WHAT YOU HAVE TO DO
Lay out the part of the entries that opens with the line containing "Locate the red flag;" and closes with the line containing "pixel 58 407" as a Markdown table with the columns No. and Text. Give each line its own numbered row, and leave out blank lines.

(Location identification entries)
□ □ □ □ □ □ □

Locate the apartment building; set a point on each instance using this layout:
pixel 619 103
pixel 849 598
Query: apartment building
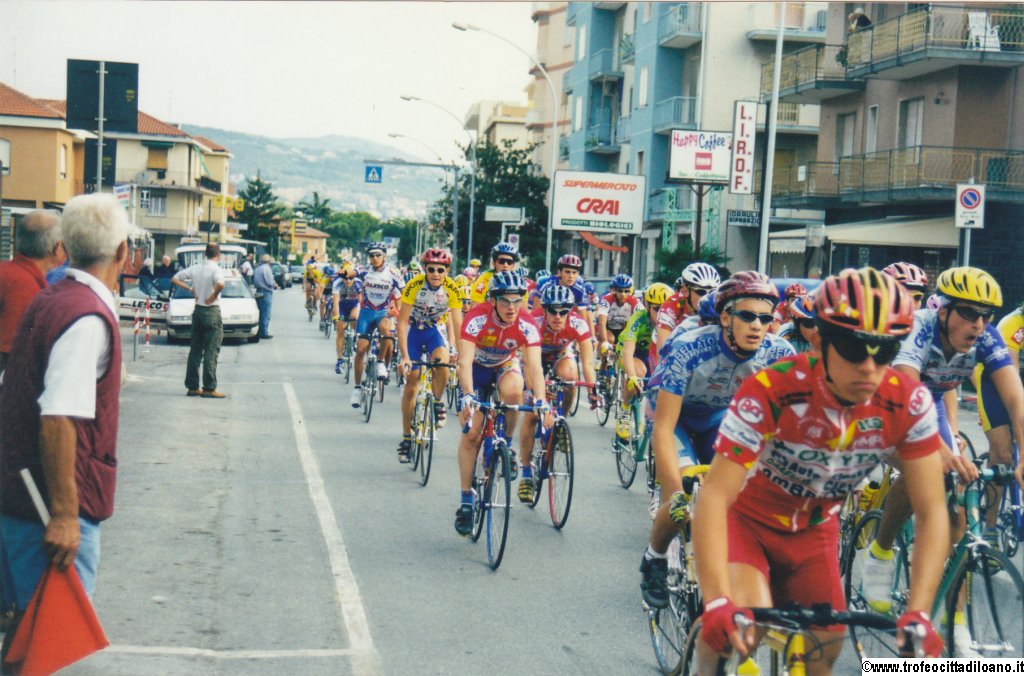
pixel 927 96
pixel 642 70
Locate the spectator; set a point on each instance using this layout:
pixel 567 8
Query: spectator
pixel 58 406
pixel 205 281
pixel 264 294
pixel 38 250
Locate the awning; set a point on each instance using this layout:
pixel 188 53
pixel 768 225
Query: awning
pixel 897 231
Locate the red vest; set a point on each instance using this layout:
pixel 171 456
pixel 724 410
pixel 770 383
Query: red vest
pixel 50 313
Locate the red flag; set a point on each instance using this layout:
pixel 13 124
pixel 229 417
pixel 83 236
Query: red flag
pixel 58 628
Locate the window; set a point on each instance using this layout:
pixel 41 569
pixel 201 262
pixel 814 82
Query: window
pixel 871 133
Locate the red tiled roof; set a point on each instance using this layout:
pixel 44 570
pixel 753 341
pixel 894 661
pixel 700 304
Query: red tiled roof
pixel 15 103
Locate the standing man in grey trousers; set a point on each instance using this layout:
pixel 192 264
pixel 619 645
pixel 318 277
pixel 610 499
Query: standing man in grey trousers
pixel 205 281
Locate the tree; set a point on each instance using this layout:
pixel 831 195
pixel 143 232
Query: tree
pixel 506 176
pixel 262 212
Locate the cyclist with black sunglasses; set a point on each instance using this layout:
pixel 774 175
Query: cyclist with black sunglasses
pixel 797 440
pixel 699 372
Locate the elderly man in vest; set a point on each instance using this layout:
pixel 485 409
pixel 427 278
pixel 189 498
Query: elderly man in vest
pixel 58 407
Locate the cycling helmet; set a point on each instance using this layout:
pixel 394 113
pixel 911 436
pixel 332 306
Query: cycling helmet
pixel 435 256
pixel 507 282
pixel 745 284
pixel 700 276
pixel 795 289
pixel 866 302
pixel 624 282
pixel 656 294
pixel 505 248
pixel 970 284
pixel 556 295
pixel 569 260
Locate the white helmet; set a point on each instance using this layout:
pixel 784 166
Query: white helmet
pixel 701 276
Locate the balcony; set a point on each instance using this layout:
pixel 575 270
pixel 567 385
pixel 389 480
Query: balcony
pixel 810 75
pixel 603 67
pixel 675 113
pixel 805 22
pixel 679 28
pixel 931 173
pixel 935 39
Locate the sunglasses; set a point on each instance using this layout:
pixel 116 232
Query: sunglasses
pixel 747 317
pixel 855 349
pixel 972 315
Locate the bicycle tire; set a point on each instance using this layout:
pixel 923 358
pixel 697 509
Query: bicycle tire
pixel 561 459
pixel 499 494
pixel 994 592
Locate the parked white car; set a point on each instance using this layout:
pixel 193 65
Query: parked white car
pixel 238 309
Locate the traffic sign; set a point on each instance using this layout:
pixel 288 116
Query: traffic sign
pixel 970 206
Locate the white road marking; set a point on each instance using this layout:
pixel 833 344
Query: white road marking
pixel 353 616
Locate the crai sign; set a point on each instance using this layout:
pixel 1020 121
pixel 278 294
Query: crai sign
pixel 599 203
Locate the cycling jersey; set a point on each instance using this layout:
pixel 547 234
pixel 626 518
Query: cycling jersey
pixel 380 287
pixel 616 314
pixel 806 452
pixel 497 342
pixel 430 306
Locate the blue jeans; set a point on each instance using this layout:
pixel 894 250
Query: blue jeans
pixel 264 312
pixel 23 560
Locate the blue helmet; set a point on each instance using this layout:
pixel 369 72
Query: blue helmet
pixel 557 296
pixel 622 282
pixel 507 282
pixel 505 248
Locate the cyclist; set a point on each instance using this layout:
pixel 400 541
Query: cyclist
pixel 798 438
pixel 912 278
pixel 492 336
pixel 696 281
pixel 562 331
pixel 634 351
pixel 346 291
pixel 381 288
pixel 504 256
pixel 429 301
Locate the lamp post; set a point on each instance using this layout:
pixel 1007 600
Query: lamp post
pixel 472 175
pixel 459 26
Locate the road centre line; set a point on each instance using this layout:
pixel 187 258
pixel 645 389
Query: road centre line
pixel 353 616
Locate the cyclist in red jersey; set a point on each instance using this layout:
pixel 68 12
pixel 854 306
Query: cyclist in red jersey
pixel 798 438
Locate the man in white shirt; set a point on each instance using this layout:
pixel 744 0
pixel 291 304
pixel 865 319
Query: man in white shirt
pixel 205 281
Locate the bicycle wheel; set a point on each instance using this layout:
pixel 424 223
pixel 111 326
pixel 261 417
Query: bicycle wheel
pixel 499 496
pixel 560 473
pixel 993 593
pixel 427 439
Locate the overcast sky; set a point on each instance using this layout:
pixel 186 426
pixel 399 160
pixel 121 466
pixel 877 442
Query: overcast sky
pixel 284 69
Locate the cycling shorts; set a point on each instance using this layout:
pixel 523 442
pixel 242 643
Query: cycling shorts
pixel 485 378
pixel 423 341
pixel 801 567
pixel 369 319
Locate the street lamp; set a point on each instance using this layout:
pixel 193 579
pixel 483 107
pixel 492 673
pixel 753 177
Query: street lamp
pixel 460 26
pixel 472 163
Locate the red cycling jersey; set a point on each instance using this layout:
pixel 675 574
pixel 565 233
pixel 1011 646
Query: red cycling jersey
pixel 497 342
pixel 808 451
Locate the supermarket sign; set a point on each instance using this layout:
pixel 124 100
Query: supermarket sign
pixel 612 204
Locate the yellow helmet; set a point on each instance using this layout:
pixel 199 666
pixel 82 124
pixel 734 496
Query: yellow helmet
pixel 656 294
pixel 970 284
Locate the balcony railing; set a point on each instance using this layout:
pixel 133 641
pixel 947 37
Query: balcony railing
pixel 680 26
pixel 676 113
pixel 936 38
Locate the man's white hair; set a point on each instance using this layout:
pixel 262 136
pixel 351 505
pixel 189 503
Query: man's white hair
pixel 94 225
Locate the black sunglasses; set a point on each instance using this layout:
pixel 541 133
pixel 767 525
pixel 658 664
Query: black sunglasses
pixel 855 349
pixel 747 317
pixel 972 315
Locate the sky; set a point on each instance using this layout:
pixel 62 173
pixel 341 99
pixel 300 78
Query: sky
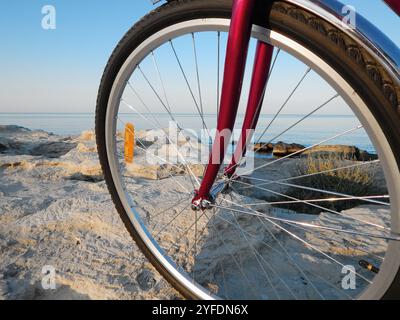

□ □ □ □ □ □ □

CORRECT RESPONSE
| No. | Text |
|---|---|
| 1 | Locate the red flag; set a point on each instance using this layout: |
| 2 | pixel 13 124 |
| 3 | pixel 229 417 |
| 4 | pixel 83 236 |
| 5 | Query: red flag |
| 6 | pixel 58 628 |
| 7 | Locate the window; set a point on each instance using this layout: |
| 8 | pixel 41 569 |
| 9 | pixel 201 262 |
| 10 | pixel 814 82 |
| 11 | Query: window |
| 12 | pixel 871 133 |
| 13 | Locate the red tiled roof; set a point on each instance using this layout: |
| 14 | pixel 44 570 |
| 15 | pixel 753 341 |
| 16 | pixel 894 661 |
| 17 | pixel 700 304 |
| 18 | Query: red tiled roof |
| 19 | pixel 15 103 |
| 20 | Locate the standing man in grey trousers; set a point on each instance using this layout: |
| 21 | pixel 192 264 |
| 22 | pixel 619 645 |
| 23 | pixel 318 277 |
| 24 | pixel 610 499 |
| 25 | Query: standing man in grey trousers |
| 26 | pixel 205 281 |
| 27 | Locate the tree; set a point on each instance using this layout: |
| 28 | pixel 831 195 |
| 29 | pixel 143 232 |
| 30 | Query: tree |
| 31 | pixel 506 176 |
| 32 | pixel 262 212 |
| 33 | Locate the cyclist with black sunglasses; set a point on each instance using this layout: |
| 34 | pixel 774 175 |
| 35 | Query: cyclist with black sunglasses |
| 36 | pixel 797 440 |
| 37 | pixel 699 372 |
| 38 | Locate the elderly man in vest; set a point on each instance using this layout: |
| 39 | pixel 485 409 |
| 40 | pixel 427 278 |
| 41 | pixel 189 498 |
| 42 | Query: elderly man in vest |
| 43 | pixel 58 407 |